Tuesday, April 29, 2008

Creativity and Innovation

RIT, where I teach, is hosting a big festival this coming Saturday: the 1st Annual Innovation + Creativity Festival. It's expected to draw a crowd in the range of 30,000 people (okay, that seems pretty optimistic).

© Steve Miller

The Philosophy Department is providing support to a student project, and I'm the faculty coordinator. The project is a sculptural installation that's subtitled "A Philosophical Analysis of Creativity and Innovation." We solicited short reflections (poems, etc.) on the topic of creativity and have recorded them. They'll be played back through speakers on the sculpture. The project website is here, containing photos, video, the submitted creativity statements, and an artist's description of the intent of the project.

© Steve Miller

What's noteworthy about the pieces written by philosophers is how each person's "reflection on creativity" is as much a statement of their philosophical perspective: a poetic response to Dogen from the specialist in Asian philosophy, pragmatic guidance from the American philosopher, cryptic skepticism from the Pre-Socratic expert, wistful optimism from the retired philosopher of religion, and dark metaphysical speculation from the resident German Romantic. Does our training so shape our psyches, or are we drawn to a specialty that coincides with our personalities?

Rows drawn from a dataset

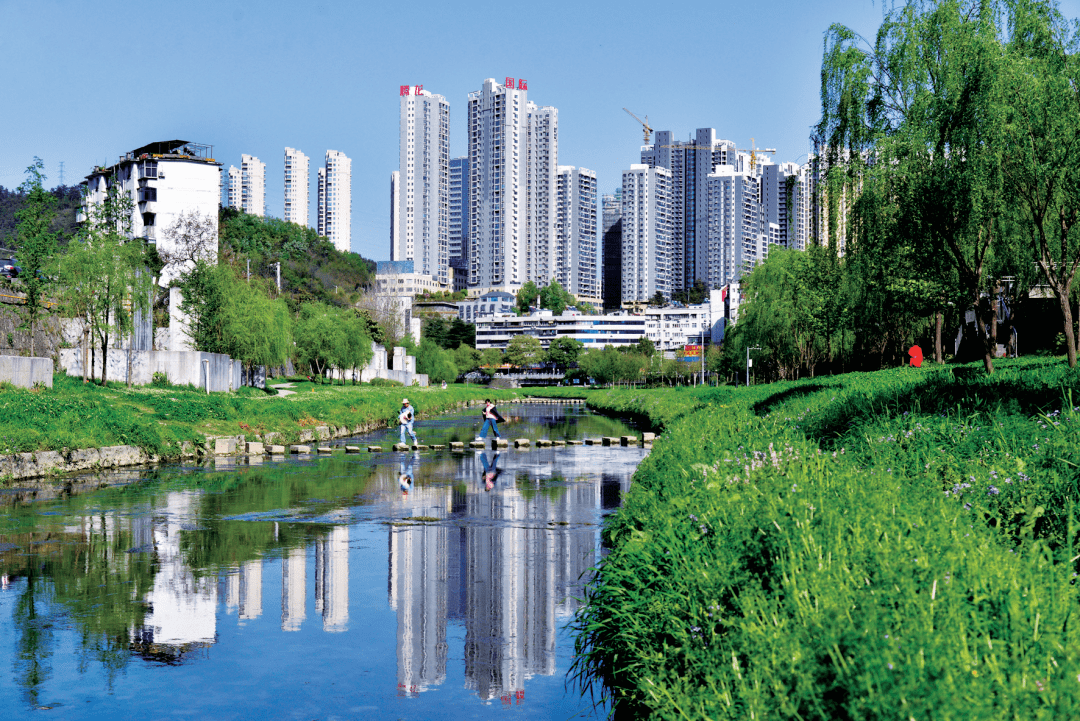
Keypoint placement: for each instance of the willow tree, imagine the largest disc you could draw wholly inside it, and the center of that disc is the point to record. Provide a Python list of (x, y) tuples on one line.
[(37, 245), (1042, 164), (919, 116)]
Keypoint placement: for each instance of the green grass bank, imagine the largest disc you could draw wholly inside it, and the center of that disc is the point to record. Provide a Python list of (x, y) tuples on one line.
[(890, 545), (72, 415)]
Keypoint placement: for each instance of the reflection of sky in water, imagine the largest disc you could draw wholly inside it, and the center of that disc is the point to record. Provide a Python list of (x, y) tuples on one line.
[(459, 611)]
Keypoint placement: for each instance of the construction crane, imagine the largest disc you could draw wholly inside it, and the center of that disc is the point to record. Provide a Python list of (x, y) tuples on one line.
[(753, 150), (645, 124)]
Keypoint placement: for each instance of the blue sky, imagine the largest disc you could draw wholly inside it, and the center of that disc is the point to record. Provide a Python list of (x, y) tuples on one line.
[(85, 82)]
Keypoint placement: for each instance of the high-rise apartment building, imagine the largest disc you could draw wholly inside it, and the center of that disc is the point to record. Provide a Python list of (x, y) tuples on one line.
[(738, 229), (335, 200), (232, 188), (253, 192), (611, 255), (459, 215), (513, 154), (395, 179), (576, 261), (423, 181), (646, 233), (297, 187), (690, 163)]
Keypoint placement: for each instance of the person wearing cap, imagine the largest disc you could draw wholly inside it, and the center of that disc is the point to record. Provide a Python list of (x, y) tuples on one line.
[(405, 420)]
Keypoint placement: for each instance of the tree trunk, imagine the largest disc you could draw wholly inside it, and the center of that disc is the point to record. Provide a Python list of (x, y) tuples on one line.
[(937, 337), (981, 331), (994, 324), (105, 358), (1070, 338)]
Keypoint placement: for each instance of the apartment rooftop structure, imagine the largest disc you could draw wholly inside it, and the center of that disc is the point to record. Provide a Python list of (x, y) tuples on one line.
[(163, 180)]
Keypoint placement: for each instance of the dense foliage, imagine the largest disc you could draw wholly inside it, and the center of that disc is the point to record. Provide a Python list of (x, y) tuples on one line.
[(948, 180), (898, 544)]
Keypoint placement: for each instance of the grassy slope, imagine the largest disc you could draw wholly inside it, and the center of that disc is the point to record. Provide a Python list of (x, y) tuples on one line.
[(877, 545), (76, 416)]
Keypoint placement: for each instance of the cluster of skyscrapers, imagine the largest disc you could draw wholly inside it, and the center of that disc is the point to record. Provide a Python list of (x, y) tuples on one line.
[(701, 209), (501, 216), (508, 213), (244, 188)]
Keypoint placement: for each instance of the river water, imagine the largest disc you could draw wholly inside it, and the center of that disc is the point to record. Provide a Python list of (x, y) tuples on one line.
[(314, 587)]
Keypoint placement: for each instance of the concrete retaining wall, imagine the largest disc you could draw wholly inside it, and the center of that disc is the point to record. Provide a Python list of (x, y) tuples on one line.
[(180, 367), (24, 371)]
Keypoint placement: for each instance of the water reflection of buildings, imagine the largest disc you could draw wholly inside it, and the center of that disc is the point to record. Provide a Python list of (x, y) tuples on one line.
[(509, 575), (332, 579)]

* [Directions]
1. How many people is the festival in the post on creativity and innovation expected to draw?
2. Extend the post on creativity and innovation from the point where it stops.
These rows were taken from a separate source.

* [Task-by-task answers]
1. Around 30,000 people.

2.
Here is my short piece on creativity:

The Life of Ideas

The evolution of new creatures is a magnificently creative process. Animals, plants, bacteria, fungi—we live in a world teeming with unique lifeforms.

The creation of new life has two stages. First is the creation of novelty. This happens through mutation, which creates untested changes to the genetic code and also through sexual reproduction, which puts genetic material together in new combinations. The second stage is the brutal process of selection, which puts to death nearly all of those experimental ways of living. The new life that does survive is a better fit with its surroundings, able to solve some problem that its forebears could not.

Likewise, our culture improves by the creative generation of newness. We can foster and accelerate creativity on the model of sexual reproduction by encouraging communication between diverse people with diverse interests, identities, abilities, and life experiences. Their exchange of ideas will lead to innovation.

But most innovations will not survive. Again, we can help the process along by nurturing fragile ideas, and by not pre-judging them until they have had a chance to prove themselves.

Together with open-mindedness to new ideas, giving them a chance to find their niche, it’s appropriate to practice critical evaluation. Communities of inquiry should judge ideas on their merit. Our standards should be fair and themselves subject to criticism and change. In this way, we innovate both new ideas and the process that nurtures them.

4 comments:

Noumena said...

And the American philosopher of science writes something that sounds like Dewey! Most excellent.

khadimir said...

Yes, that does sound like Dewey. As for mine, I am most interested in the practice of philosophical hermeneutics (as opposed to the theory of such).

Evelyn Brister said...

Thank you for the compliment!

Khadimir is a former student in the RIT philosophy department, and I asked him to contribute one, too.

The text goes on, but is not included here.